▶ KUTIPAN TEKS
((

“Tanda-Tanda
Kebinatangan Manusia dalam Cerpen Kupu-Kupu
Karya
Avianti Armand”
A.
PENDAHULUAN
Bahasa
merupakan sistem tanda. Tanda merupakan sesuatu yang dianggap mewakili sesuatu
yang lain. Ketika kita menyebut kupu-kupu
maka pikiran kita akan mengarah pada sebuah hewan bersayap indah. Medium
karya sastra bukanlah bahan yang bebas seperti bunyi pada seni musik atau warna
pada lukisan (Pradopo, 2012:121). Warna dan bunyi belum memiliki arti sebelum
digunakan untuk berkarya, tetapi bahasa sudah memiliki arti meski belum
dimasukkan ke dalam karya sastra. Kupu-kupu dalam sebuah karya sastra bisa jadi
bukan mengarah pada gambaran hewan seperti yang kita pikirkan, tapi mengarah pada seorang perempuan yang
masyarakat sebut pelacur. Begitulah kata dalam karya sastra memiliki fungsi
tanda. Di masyarakat, pelacur lebih dikenal dengan sebutan kupu-kupu malam. Dalam
novel ini Avianti Armand menceritakan tokoh pelacur yang ia umpamakan sebagai
kupu-kupu dengan sayap koyak dan warna pelangi.

))

▶ TUGAS LATIHAN 1
Salin bagian kutipan tentang cerpen Kupu-Kupu, mulai dari kata-kata yang memuat "PENDAHULUAN" dan berhenti setelah "dan warna pelangi.".
▶ TUGAS LATIHAN 2
Tentukan apakah tiap pernyataan berikut sesuai dengan kutipan. Jawab ya atau tidak, lalu kutip kata-kata kutipan yang menjadi penentunya.
(a) Warna dan bunyi sudah punya arti sebelum dipakai untuk berkarya.
(b) Di masyarakat, pelacur lebih dikenal dengan sebutan kupu-kupu malam.
(c) Bahasa sudah punya arti walaupun belum dimasukkan ke dalam karya sastra.
▶ TUGAS LATIHAN 3
Menurut kutipan, apa yang dimaksud dengan tanda?
Catatan sesudah ini tidak ada hubungannya dengan kutipan di atas.

▶ INFORMASI YANG DITAMPILKAN

((

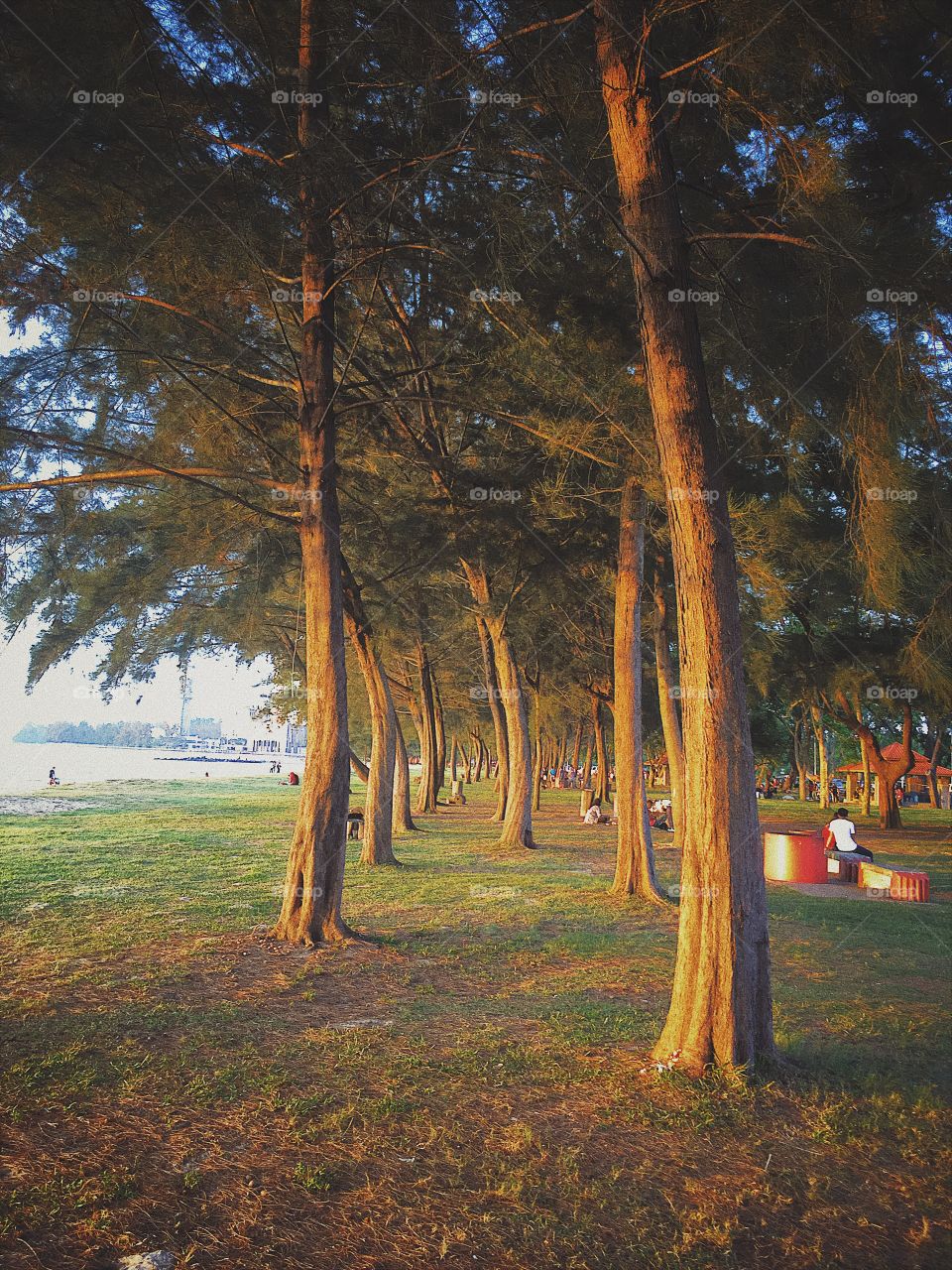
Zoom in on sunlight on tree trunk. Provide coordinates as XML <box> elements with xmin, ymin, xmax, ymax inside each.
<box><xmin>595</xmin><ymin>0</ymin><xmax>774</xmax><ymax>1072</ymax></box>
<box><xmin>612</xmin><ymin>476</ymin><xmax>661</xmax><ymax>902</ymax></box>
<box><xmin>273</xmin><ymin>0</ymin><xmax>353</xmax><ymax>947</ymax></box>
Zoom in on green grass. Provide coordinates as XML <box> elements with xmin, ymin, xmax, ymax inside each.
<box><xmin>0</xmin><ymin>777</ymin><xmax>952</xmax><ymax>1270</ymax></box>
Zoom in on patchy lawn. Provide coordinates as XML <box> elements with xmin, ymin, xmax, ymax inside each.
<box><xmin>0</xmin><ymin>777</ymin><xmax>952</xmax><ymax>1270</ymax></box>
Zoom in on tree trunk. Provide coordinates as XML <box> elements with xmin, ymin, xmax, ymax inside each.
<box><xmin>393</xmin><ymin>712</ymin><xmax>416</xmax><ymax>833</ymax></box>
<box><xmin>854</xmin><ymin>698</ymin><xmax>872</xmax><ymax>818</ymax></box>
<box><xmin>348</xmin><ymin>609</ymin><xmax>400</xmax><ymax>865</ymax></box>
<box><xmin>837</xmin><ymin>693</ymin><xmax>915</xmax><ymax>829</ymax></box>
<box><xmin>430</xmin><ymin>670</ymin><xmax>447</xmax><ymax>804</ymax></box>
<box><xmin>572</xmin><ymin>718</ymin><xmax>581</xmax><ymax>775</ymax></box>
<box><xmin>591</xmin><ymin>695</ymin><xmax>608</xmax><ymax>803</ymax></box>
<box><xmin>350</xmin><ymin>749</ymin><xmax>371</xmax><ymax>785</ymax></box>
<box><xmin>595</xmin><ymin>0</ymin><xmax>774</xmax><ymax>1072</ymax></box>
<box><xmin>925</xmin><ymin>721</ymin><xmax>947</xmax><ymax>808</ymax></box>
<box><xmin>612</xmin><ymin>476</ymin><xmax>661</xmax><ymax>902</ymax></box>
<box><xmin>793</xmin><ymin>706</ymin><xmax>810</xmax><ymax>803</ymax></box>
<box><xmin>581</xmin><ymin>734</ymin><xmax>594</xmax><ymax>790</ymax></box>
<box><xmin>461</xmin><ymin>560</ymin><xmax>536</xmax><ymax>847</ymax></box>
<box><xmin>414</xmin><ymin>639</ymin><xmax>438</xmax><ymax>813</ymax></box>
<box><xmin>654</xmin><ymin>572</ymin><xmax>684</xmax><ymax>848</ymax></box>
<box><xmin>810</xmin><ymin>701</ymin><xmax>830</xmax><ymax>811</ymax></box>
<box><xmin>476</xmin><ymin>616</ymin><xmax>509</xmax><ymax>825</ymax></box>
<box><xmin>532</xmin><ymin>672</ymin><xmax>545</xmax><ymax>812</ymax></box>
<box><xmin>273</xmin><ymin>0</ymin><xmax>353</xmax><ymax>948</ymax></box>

))

▶ JAWABAN BENAR 1
PENDAHULUAN
Bahasa
merupakan sistem tanda. Tanda merupakan sesuatu yang dianggap mewakili sesuatu
yang lain. Ketika kita menyebut kupu-kupu
maka pikiran kita akan mengarah pada sebuah hewan bersayap indah. Medium
karya sastra bukanlah bahan yang bebas seperti bunyi pada seni musik atau warna
pada lukisan (Pradopo, 2012:121). Warna dan bunyi belum memiliki arti sebelum
digunakan untuk berkarya, tetapi bahasa sudah memiliki arti meski belum
dimasukkan ke dalam karya sastra. Kupu-kupu dalam sebuah karya sastra bisa jadi
bukan mengarah pada gambaran hewan seperti yang kita pikirkan, tapi mengarah pada seorang perempuan yang
masyarakat sebut pelacur. Begitulah kata dalam karya sastra memiliki fungsi
tanda. Di masyarakat, pelacur lebih dikenal dengan sebutan kupu-kupu malam. Dalam
novel ini Avianti Armand menceritakan tokoh pelacur yang ia umpamakan sebagai
kupu-kupu dengan sayap koyak dan warna pelangi.

▶ JAWABAN BENAR 2
(a) Tidak: "Warna dan bunyi belum memiliki arti sebelum digunakan untuk berkarya"
(b) Ya: "Di masyarakat, pelacur lebih dikenal dengan sebutan kupu-kupu malam."
(c) Ya: "bahasa sudah memiliki arti meski belum dimasukkan ke dalam karya sastra"

▶ JAWABAN BENAR 3
Tanda adalah sesuatu yang dianggap mewakili sesuatu yang lain.